─── Page excerpt ───

The same is true for Spearman’s correlations as well.
summary(lm(median_spearman ~ num_measures, data = tmp))
Call:
lm(formula = median_spearman ~ num_measures, data = tmp)
Residuals:
Min 1Q Median 3Q Max
-0.4358 -0.0854 0.0187 0.1093 0.2627
Coefficients:
Estimate Std. Error t value Pr(>|t|)
(Intercept) 0.6090 0.0604 10.08 1.3e-11 ***
num_measures -0.0459 0.0207 -2.21 0.034 *
---
Signif. codes: 0 '***' 0.001 '**' 0.01 '*' 0.05 '.' 0.1 ' ' 1
Residual standard error: 0.161 on 33 degrees of freedom
Multiple R-squared: 0.129, Adjusted R-squared: 0.103
F-statistic: 4.89 on 1 and 33 DF, p-value: 0.034
In addition to average relilibilities for each task we can look at relilibities of measures organized by the putative cognitive process they are intended to measure. Note however that these labels are not determined in a data driven manner.
measure_labels %>%
mutate(dv = as.character(dv)) %>%
filter(task == 'task') %>%
select(-measure_description, -notes, -variable_type, -task, -ddm_task) %>%
left_join(rel_df[,c("dv", "spearman","icc")], by='dv') %>%
group_by(measure_type) %>%
summarise(median_icc = median(icc),
median_spearman = median(spearman),
num_measures = n()) %>%
arrange(-median_icc, -median_spearman) %>%
datatable() %>%
formatRound(columns=c('median_spearman', 'median_icc'), digits=3)
Here is what the distributions look like.
- Alerting: This labels consists only of ANT alerting contrast (no cue - double cue trials). 4/6 are drift diffusion parameters.
- Cue encoding: This label consists only of three by two task switch cost contrast (stay (where cue and task remains the same) - switch (where task is the same but cue changes) trials). Again most are drift diffusion parameters.
- Delay discounting: This label consists of the discount rates for the Bickel titrator (3), Kirby items (3) and discount titrate (model fit to random set of stimuli). Does the discrepancy between ICC and Spearman for these measures, given the specific interest in these tasks in the literature warrant a more detailed look in to these?
- Information use: This label includes Columbia Card Task (both versions) and information sampling task.
- Inhibition: This label includes go no-go, motor selective stop signal, stimulus selective stop signal and regular stop signal (excluding specific constrasts).
- Intelligence: This label includes ravens and tower of london.
- Learning: This label includes ART, CCT, two stage decision, dietary decision task, hierarchical rule task, information sampling task, probabilistic selection task, shift task, two stage task.
- Neutral writing: This label consists only of the writing task.
- Orienting: This labels consists only of ANT orienting contrast (center - spatial cue trials). 4/6 are drift diffusion parameters.

─── Data records ───

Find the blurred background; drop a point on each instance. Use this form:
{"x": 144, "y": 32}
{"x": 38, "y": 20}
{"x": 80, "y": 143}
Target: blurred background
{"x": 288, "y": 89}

───

__To do__
A. Which tasks does the Intelligence label include, according to the reliability excerpt?
B. Update the reliability excerpt from "- Information use: This" through "tower of london." by putting "Iowa Gambling Task" in place of "Columbia Card Task", starting with the first of those words and going on through the last.
C. Condense the paragraph of the reliability excerpt that begins "In addition to average relilibilities" into a shorter version that keeps its main points.
Base every answer on the reliability excerpt alone, not on the listing.

__Worked answers__
A. It includes ravens and tower of london.

B.
- Information use: This label includes Iowa Gambling Task (both versions) and information sampling task.
- Inhibition: This label includes go no-go, motor selective stop signal, stimulus selective stop signal and regular stop signal (excluding specific constrasts).
- Intelligence: This label includes ravens and tower of london.

C. Besides looking at average reliabilities per task, measure reliabilities can also be grouped by the cognitive process each measure is meant to capture. These labels, however, were not assigned in a data-driven way.